■ **AIM OF THE EXERCISE**
Take the line that contains "Where can the large" and all lines after it, up to and including the last line of the data, and write them out exactly; nothing else belongs in the answer.

Point annotations for photos:
##############################

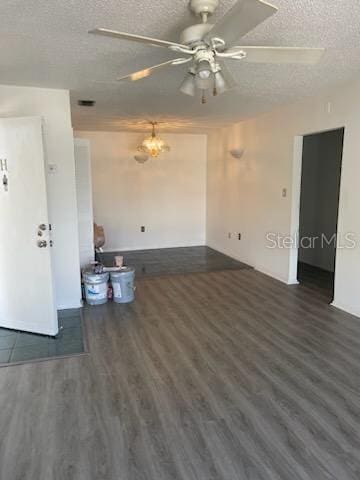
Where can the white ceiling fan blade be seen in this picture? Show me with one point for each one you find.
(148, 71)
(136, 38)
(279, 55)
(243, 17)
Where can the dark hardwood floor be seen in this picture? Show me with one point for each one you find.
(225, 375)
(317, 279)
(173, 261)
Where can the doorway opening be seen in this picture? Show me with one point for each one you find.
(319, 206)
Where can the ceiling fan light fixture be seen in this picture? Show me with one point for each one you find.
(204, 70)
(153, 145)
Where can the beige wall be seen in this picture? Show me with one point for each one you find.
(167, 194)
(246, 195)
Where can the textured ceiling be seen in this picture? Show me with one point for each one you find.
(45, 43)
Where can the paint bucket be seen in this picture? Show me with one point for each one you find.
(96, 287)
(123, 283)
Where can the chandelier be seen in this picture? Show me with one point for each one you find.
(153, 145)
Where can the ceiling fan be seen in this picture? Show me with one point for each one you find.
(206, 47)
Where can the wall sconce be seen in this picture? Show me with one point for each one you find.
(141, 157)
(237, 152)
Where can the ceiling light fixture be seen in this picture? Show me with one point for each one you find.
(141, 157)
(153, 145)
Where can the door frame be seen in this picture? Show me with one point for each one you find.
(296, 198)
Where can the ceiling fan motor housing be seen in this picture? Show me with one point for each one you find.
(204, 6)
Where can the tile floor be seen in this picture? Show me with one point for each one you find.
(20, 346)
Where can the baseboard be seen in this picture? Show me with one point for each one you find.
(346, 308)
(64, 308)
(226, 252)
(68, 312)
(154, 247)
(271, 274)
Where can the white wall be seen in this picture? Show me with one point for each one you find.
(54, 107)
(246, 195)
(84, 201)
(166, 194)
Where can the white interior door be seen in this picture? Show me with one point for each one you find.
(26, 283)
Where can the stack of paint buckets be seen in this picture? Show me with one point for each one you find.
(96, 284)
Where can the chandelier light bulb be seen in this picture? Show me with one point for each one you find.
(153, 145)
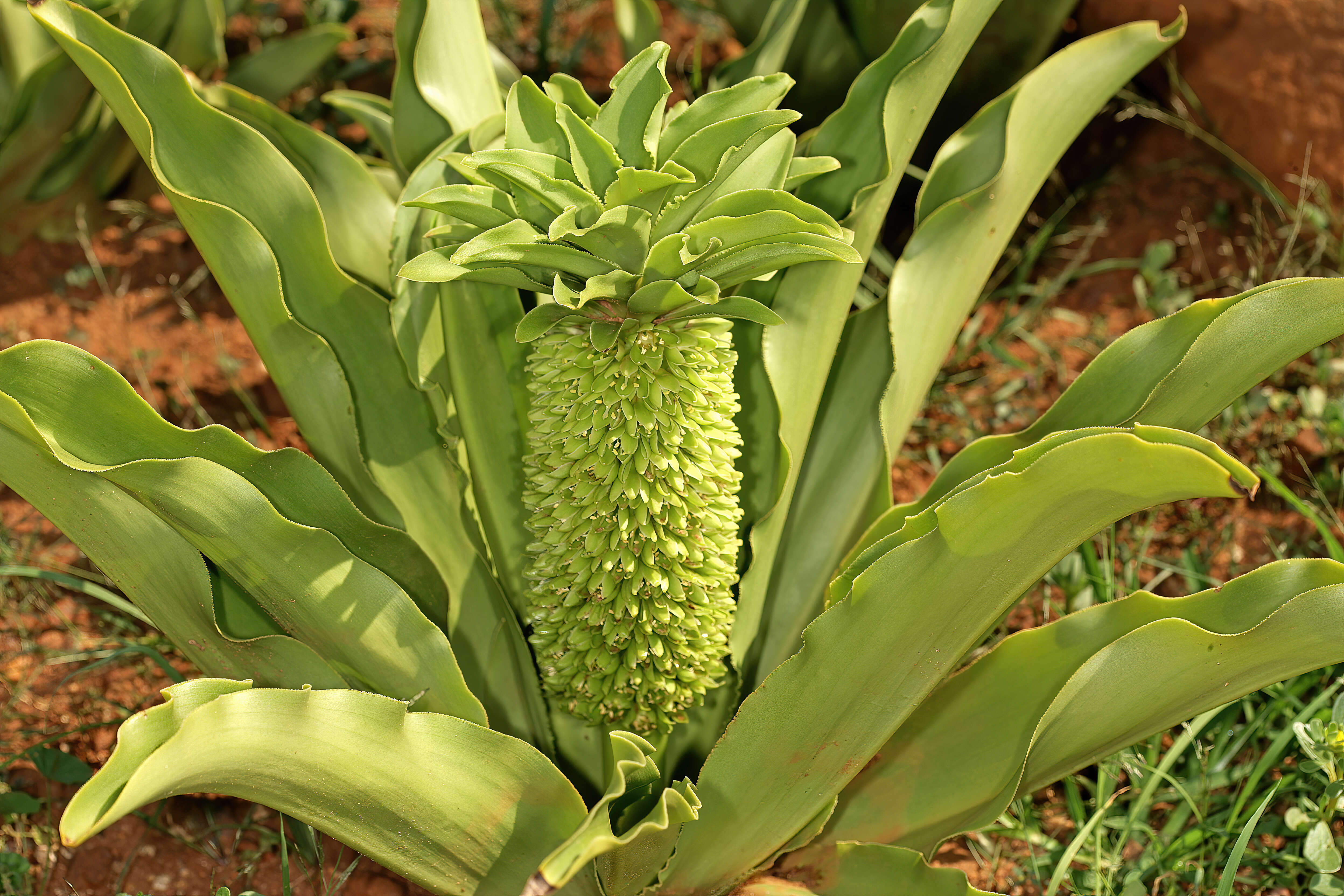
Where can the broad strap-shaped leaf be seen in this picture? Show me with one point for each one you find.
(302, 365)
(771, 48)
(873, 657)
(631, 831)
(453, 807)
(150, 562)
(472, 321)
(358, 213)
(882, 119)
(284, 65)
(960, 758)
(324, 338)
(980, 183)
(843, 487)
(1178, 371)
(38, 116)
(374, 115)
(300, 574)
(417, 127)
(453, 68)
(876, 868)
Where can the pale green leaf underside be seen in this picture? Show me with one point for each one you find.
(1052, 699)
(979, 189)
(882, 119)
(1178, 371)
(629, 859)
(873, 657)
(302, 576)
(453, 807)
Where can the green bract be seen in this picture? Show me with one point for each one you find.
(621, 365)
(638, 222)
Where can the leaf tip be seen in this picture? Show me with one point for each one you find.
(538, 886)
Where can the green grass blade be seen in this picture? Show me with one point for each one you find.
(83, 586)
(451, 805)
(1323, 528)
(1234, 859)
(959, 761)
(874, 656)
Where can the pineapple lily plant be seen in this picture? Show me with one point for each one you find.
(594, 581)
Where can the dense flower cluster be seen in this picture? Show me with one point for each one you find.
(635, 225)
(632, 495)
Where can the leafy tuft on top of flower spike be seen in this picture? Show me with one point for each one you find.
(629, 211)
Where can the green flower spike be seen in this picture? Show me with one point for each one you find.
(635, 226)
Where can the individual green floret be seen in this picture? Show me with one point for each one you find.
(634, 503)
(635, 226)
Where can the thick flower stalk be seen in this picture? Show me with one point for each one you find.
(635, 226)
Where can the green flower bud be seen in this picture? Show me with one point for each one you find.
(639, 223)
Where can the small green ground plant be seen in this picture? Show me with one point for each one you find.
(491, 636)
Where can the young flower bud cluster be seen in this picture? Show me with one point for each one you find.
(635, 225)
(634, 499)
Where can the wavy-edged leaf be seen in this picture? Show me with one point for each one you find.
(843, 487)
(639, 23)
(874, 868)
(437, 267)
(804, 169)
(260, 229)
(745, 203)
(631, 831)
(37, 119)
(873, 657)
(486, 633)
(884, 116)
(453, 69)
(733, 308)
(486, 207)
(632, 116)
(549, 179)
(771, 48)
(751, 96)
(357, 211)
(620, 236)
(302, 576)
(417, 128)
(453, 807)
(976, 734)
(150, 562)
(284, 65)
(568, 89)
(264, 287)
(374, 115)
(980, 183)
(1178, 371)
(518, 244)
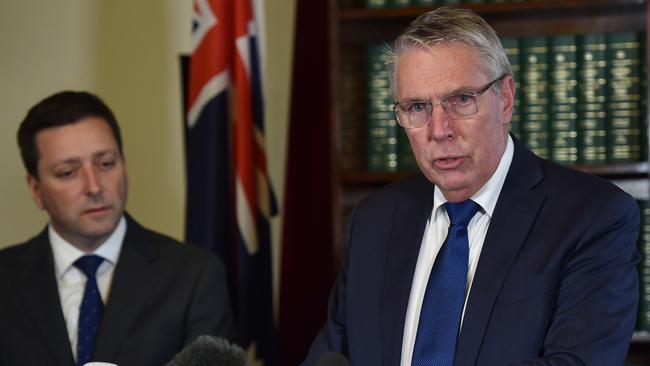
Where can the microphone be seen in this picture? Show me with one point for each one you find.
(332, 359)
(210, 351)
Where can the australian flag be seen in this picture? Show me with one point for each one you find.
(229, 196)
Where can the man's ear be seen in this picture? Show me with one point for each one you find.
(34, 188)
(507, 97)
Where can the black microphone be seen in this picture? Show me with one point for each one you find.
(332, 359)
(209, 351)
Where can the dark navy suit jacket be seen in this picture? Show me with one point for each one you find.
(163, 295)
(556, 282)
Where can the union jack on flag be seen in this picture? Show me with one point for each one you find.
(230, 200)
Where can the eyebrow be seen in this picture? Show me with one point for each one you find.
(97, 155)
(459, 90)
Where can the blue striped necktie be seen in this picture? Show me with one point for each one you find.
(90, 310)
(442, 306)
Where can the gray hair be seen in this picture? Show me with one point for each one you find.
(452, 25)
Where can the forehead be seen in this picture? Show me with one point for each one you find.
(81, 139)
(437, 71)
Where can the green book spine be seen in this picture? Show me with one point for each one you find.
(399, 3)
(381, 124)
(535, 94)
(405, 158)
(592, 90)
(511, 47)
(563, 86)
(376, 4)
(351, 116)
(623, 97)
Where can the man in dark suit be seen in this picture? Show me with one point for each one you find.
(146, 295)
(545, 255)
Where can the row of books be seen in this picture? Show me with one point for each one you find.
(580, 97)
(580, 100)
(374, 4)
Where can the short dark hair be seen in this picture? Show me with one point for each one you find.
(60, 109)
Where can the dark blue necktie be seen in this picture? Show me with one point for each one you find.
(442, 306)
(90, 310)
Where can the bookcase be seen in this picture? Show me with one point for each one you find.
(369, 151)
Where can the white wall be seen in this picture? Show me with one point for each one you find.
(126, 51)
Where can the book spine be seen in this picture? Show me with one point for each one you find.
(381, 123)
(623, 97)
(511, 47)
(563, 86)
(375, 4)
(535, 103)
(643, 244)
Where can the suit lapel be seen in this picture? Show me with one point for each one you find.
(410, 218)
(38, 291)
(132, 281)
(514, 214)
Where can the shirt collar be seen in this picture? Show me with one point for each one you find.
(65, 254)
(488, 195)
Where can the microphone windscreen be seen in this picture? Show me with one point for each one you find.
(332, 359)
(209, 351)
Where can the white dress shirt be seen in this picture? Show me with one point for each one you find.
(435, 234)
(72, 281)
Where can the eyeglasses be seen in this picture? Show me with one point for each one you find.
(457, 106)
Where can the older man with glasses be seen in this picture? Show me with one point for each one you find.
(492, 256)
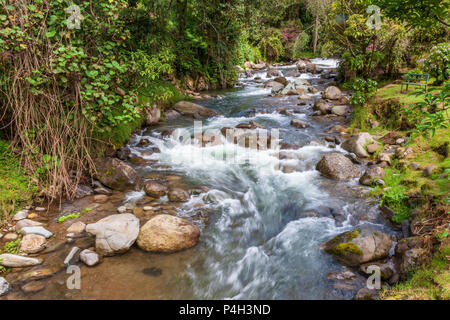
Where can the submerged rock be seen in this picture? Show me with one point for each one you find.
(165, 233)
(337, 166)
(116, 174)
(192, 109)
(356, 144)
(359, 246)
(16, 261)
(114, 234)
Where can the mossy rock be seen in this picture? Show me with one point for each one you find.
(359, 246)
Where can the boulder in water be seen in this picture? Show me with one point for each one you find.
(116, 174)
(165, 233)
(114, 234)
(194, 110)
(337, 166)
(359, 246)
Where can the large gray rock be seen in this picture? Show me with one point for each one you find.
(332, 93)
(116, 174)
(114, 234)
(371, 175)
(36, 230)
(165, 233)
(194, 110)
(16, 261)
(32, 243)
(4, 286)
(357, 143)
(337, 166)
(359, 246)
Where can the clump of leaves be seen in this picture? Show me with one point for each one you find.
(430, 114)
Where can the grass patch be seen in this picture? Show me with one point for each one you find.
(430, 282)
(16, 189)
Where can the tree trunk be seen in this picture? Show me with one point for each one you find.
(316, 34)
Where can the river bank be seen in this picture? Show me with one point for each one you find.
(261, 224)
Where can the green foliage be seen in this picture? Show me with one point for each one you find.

##############################

■ **TASK ANSWER**
Where can the large gray rock be seen in this picture? Show me with one point for each one you find.
(332, 93)
(116, 174)
(114, 234)
(371, 175)
(36, 230)
(165, 233)
(194, 110)
(16, 261)
(32, 243)
(4, 286)
(357, 143)
(337, 166)
(359, 246)
Where can the clump of leaves be seen in this picture? Show me with one point for each one you find.
(430, 114)
Where can the grass patch be seen in this picture? Show me with one point for each one you find.
(430, 282)
(16, 189)
Where can the tree trunk be seen in this picture? Show me with one point for each one you find.
(316, 34)
Where can the river bank be seen in this picture? Show me with one point for each one you find.
(261, 224)
Where can the green foliage be seen in this picture? Show me with one point for each one you find.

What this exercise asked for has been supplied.